Recorded data
BEGIN
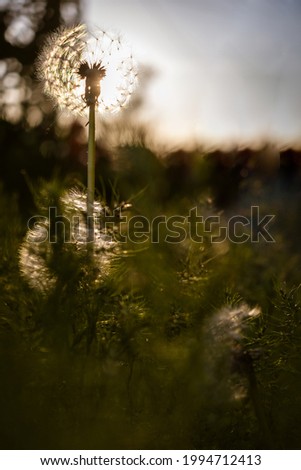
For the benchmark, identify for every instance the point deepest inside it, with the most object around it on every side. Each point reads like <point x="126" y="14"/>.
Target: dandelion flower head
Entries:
<point x="70" y="55"/>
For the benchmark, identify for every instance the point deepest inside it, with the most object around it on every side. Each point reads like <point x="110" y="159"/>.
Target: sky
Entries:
<point x="225" y="72"/>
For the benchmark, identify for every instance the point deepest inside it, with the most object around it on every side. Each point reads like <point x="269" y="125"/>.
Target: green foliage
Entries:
<point x="155" y="348"/>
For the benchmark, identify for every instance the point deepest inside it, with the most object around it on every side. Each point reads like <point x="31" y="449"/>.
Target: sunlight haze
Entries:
<point x="226" y="72"/>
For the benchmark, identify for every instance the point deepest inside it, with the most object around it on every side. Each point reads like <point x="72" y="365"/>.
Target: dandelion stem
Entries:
<point x="91" y="173"/>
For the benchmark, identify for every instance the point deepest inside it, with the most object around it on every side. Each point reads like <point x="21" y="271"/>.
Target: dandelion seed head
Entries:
<point x="68" y="56"/>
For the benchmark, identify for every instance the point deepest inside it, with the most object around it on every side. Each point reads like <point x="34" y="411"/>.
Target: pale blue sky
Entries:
<point x="227" y="71"/>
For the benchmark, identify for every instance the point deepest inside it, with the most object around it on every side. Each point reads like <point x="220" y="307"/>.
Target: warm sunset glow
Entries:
<point x="67" y="49"/>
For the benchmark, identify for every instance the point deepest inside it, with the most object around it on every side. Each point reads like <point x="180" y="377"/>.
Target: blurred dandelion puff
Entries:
<point x="92" y="71"/>
<point x="77" y="67"/>
<point x="36" y="251"/>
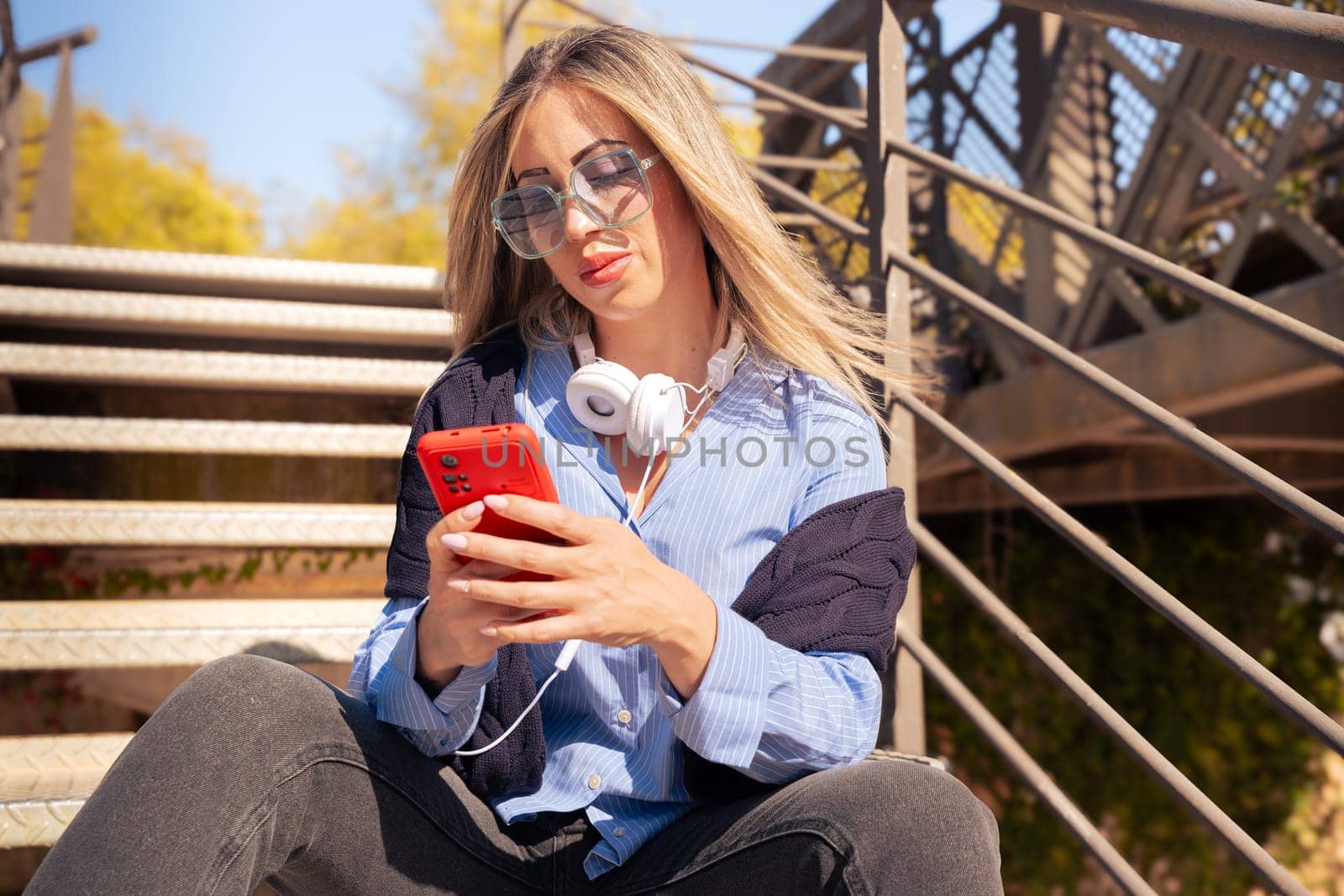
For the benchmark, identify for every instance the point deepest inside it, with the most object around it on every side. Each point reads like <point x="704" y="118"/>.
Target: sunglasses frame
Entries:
<point x="643" y="165"/>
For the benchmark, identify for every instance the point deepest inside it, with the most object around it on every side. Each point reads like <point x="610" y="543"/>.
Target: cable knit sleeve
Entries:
<point x="776" y="712"/>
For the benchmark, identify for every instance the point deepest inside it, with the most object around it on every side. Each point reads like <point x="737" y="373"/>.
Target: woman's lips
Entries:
<point x="609" y="273"/>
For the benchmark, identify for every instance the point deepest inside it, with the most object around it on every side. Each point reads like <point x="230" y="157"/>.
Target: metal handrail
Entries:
<point x="1300" y="39"/>
<point x="1269" y="318"/>
<point x="1274" y="488"/>
<point x="1205" y="809"/>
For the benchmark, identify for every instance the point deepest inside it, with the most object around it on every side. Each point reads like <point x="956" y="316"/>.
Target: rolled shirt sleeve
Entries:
<point x="773" y="712"/>
<point x="383" y="674"/>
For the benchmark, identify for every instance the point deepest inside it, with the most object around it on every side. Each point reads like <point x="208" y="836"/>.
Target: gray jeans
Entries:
<point x="257" y="770"/>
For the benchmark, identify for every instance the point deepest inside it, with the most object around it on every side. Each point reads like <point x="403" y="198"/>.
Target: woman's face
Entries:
<point x="568" y="125"/>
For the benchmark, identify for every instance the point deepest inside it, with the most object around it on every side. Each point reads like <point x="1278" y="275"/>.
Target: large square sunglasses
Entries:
<point x="611" y="188"/>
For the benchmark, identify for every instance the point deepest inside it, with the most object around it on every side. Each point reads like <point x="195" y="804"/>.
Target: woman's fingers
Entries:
<point x="460" y="520"/>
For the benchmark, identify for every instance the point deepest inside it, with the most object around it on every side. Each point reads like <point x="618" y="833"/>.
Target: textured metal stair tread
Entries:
<point x="81" y="634"/>
<point x="195" y="273"/>
<point x="55" y="432"/>
<point x="217" y="369"/>
<point x="197" y="523"/>
<point x="223" y="317"/>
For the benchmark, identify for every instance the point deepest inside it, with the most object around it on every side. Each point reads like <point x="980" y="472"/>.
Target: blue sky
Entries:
<point x="273" y="86"/>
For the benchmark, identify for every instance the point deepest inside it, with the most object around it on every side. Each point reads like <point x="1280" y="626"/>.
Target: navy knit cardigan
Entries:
<point x="835" y="582"/>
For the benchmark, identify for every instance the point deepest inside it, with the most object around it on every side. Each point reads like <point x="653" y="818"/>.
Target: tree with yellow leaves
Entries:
<point x="141" y="186"/>
<point x="396" y="214"/>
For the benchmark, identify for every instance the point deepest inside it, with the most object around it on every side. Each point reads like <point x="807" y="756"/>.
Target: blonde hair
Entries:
<point x="761" y="275"/>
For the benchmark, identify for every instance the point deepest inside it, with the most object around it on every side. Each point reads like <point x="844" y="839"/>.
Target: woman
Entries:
<point x="659" y="248"/>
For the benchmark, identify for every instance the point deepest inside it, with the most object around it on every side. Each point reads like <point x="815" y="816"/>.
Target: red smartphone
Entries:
<point x="506" y="458"/>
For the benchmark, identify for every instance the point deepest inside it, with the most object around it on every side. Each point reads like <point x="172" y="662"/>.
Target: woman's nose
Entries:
<point x="577" y="223"/>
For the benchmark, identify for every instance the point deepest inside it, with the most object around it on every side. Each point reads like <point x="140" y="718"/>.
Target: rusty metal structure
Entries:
<point x="1124" y="215"/>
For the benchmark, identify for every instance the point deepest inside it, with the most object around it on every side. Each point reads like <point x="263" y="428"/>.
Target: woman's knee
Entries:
<point x="906" y="815"/>
<point x="248" y="700"/>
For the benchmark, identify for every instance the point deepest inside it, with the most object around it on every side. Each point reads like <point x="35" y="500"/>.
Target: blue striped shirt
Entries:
<point x="774" y="446"/>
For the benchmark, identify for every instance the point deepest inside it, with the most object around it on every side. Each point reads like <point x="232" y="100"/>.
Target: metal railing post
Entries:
<point x="889" y="210"/>
<point x="53" y="199"/>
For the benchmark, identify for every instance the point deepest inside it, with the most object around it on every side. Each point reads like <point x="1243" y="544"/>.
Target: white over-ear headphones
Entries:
<point x="608" y="398"/>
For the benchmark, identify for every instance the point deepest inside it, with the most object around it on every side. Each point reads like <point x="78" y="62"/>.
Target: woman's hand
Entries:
<point x="608" y="587"/>
<point x="448" y="633"/>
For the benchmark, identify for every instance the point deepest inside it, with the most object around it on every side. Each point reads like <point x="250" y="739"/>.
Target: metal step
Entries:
<point x="118" y="634"/>
<point x="217" y="369"/>
<point x="197" y="523"/>
<point x="145" y="434"/>
<point x="46" y="779"/>
<point x="105" y="311"/>
<point x="202" y="275"/>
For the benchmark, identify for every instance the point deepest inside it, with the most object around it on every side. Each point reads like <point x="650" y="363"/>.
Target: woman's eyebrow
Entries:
<point x="600" y="141"/>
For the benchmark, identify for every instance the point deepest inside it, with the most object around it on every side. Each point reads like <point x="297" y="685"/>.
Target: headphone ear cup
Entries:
<point x="655" y="416"/>
<point x="598" y="396"/>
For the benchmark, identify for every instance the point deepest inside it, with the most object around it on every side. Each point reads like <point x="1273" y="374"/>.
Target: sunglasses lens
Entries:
<point x="530" y="219"/>
<point x="613" y="191"/>
<point x="615" y="187"/>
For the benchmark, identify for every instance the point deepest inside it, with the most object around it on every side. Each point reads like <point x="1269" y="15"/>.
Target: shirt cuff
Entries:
<point x="405" y="703"/>
<point x="725" y="718"/>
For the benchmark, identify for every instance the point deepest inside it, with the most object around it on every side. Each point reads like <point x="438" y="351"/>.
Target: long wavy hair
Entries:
<point x="761" y="275"/>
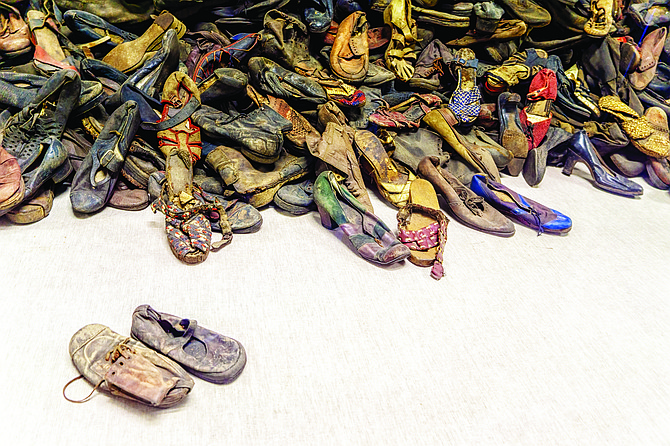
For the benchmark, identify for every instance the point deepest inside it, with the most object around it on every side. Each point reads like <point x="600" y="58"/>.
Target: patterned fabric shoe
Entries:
<point x="466" y="100"/>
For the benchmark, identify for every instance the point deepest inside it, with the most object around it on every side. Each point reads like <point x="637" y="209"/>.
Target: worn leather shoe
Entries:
<point x="202" y="352"/>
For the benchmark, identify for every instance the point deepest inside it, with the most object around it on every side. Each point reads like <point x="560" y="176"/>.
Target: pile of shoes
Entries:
<point x="150" y="367"/>
<point x="210" y="111"/>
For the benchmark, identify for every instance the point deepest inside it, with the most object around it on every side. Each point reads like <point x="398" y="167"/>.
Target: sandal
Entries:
<point x="642" y="135"/>
<point x="422" y="227"/>
<point x="189" y="232"/>
<point x="416" y="108"/>
<point x="393" y="181"/>
<point x="349" y="57"/>
<point x="181" y="143"/>
<point x="366" y="232"/>
<point x="466" y="99"/>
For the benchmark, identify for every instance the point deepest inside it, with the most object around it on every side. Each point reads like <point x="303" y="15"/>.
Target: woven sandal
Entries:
<point x="422" y="227"/>
<point x="642" y="135"/>
<point x="189" y="232"/>
<point x="181" y="143"/>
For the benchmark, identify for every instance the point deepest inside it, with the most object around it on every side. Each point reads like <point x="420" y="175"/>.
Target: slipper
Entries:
<point x="189" y="232"/>
<point x="422" y="227"/>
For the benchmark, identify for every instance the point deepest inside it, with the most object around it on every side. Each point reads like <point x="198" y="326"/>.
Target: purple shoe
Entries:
<point x="202" y="352"/>
<point x="372" y="239"/>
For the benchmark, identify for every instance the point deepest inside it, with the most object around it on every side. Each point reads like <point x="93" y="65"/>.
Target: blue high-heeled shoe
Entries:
<point x="581" y="149"/>
<point x="521" y="209"/>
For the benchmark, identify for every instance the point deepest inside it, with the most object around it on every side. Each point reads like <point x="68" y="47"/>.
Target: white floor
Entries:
<point x="529" y="340"/>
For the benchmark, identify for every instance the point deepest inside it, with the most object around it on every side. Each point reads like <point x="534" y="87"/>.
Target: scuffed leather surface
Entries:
<point x="88" y="348"/>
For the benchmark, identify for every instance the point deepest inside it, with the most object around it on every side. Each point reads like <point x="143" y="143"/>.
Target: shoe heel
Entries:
<point x="326" y="220"/>
<point x="570" y="164"/>
<point x="63" y="172"/>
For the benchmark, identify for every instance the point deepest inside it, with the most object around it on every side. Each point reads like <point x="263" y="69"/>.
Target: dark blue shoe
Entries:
<point x="519" y="208"/>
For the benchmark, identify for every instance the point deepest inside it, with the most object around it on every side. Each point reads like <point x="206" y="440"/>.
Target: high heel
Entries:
<point x="371" y="238"/>
<point x="581" y="149"/>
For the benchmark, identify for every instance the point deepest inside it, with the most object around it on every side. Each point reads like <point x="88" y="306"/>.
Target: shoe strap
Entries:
<point x="425" y="238"/>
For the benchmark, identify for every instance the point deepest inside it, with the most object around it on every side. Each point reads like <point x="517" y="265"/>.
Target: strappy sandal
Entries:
<point x="465" y="102"/>
<point x="638" y="129"/>
<point x="422" y="227"/>
<point x="189" y="231"/>
<point x="180" y="143"/>
<point x="393" y="181"/>
<point x="400" y="56"/>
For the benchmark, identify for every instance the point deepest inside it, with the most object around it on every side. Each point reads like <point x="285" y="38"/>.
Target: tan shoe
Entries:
<point x="475" y="155"/>
<point x="180" y="144"/>
<point x="129" y="56"/>
<point x="14" y="32"/>
<point x="349" y="57"/>
<point x="336" y="151"/>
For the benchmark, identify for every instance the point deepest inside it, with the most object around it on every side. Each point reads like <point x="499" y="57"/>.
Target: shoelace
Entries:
<point x="119" y="350"/>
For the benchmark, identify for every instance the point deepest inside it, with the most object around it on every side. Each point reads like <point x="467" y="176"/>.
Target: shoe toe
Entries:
<point x="560" y="224"/>
<point x="85" y="202"/>
<point x="84" y="336"/>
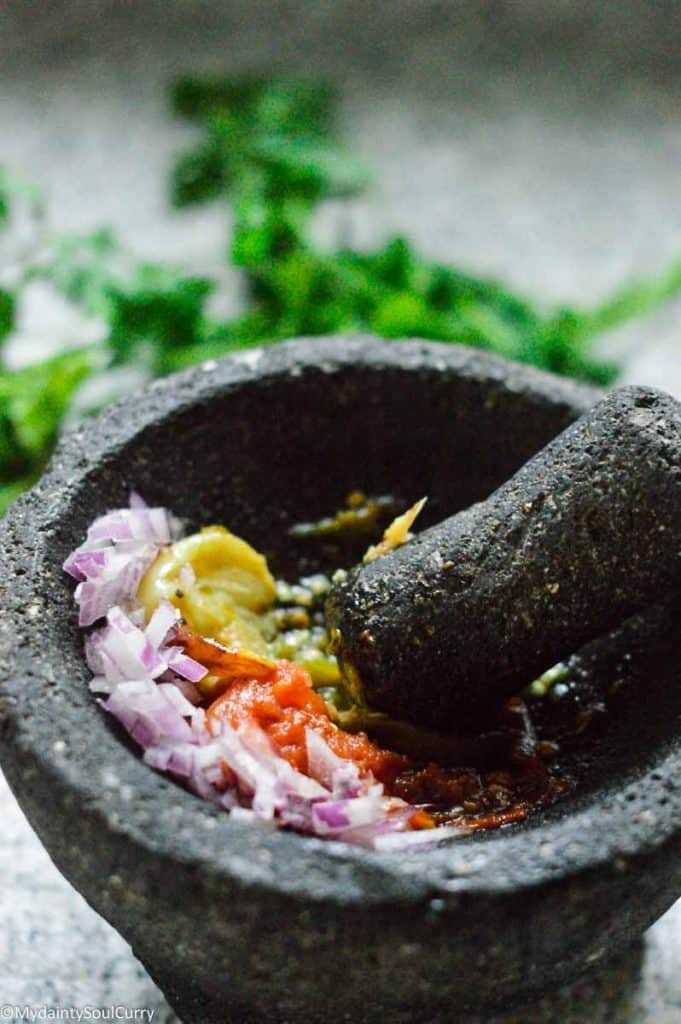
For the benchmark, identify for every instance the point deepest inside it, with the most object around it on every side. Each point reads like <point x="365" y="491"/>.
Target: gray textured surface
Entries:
<point x="537" y="141"/>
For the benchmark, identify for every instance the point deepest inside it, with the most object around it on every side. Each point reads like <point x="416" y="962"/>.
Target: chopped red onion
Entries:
<point x="149" y="683"/>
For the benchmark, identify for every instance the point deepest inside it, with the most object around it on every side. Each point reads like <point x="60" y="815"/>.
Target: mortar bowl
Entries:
<point x="244" y="925"/>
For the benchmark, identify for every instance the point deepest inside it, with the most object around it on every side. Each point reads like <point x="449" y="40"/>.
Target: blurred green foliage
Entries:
<point x="269" y="148"/>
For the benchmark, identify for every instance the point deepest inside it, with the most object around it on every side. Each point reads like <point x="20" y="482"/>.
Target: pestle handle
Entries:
<point x="471" y="610"/>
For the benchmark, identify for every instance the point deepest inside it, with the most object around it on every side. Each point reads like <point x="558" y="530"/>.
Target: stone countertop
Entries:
<point x="538" y="142"/>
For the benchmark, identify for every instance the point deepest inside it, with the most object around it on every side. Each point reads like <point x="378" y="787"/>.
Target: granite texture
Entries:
<point x="477" y="924"/>
<point x="582" y="537"/>
<point x="537" y="141"/>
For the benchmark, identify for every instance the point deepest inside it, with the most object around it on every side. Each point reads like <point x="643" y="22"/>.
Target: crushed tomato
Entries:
<point x="284" y="705"/>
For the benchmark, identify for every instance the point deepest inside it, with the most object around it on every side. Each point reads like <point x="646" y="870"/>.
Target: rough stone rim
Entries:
<point x="496" y="863"/>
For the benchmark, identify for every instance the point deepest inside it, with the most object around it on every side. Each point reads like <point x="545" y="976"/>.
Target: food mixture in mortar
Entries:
<point x="226" y="679"/>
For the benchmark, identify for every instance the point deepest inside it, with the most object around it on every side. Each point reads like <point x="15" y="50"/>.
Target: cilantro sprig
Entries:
<point x="268" y="147"/>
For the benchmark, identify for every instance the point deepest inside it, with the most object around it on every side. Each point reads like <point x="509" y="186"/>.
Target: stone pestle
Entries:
<point x="443" y="629"/>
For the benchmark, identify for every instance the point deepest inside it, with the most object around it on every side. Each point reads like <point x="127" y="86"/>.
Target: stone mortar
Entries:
<point x="246" y="926"/>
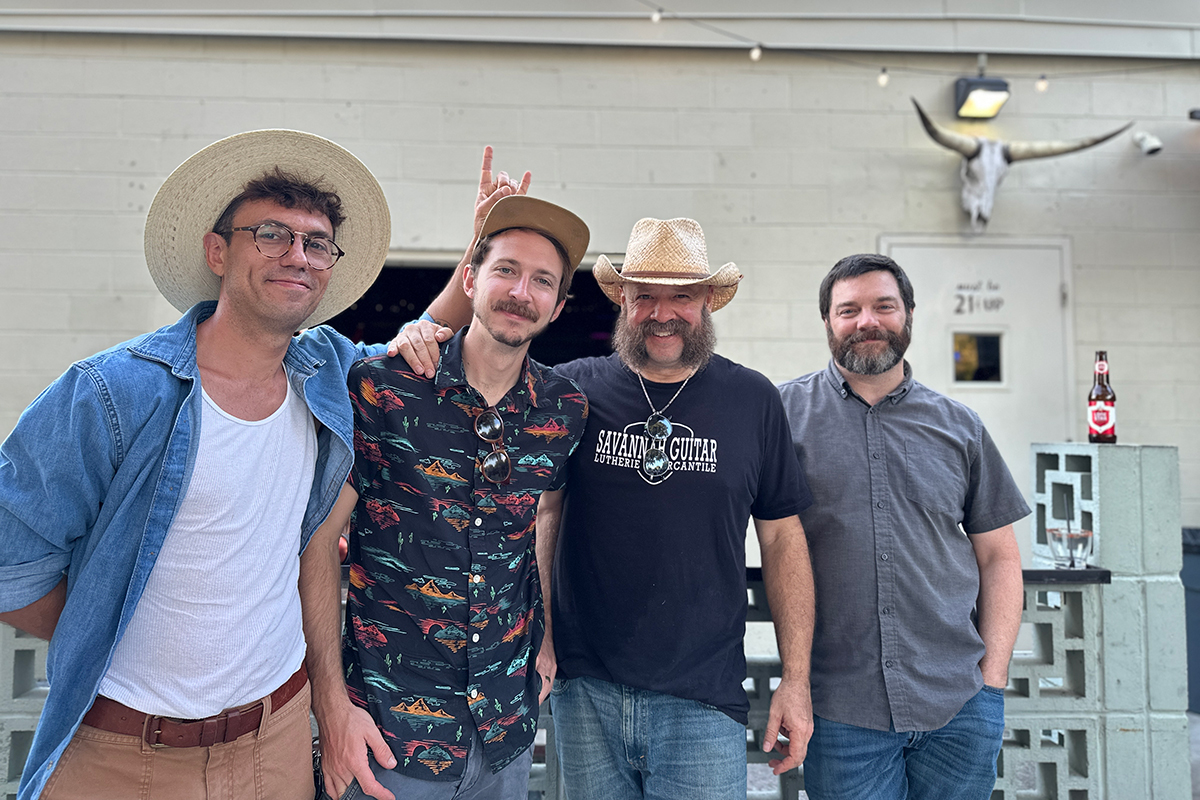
END
*WHAT IS BEING ASKED*
Return each line of the material above that contains the string "dandelion". Matching is case-sensitive.

*RESPONSE TO THE TASK*
Target: dandelion flower head
Target: dandelion stem
Target: dandelion seed head
Target: blurred dandelion puff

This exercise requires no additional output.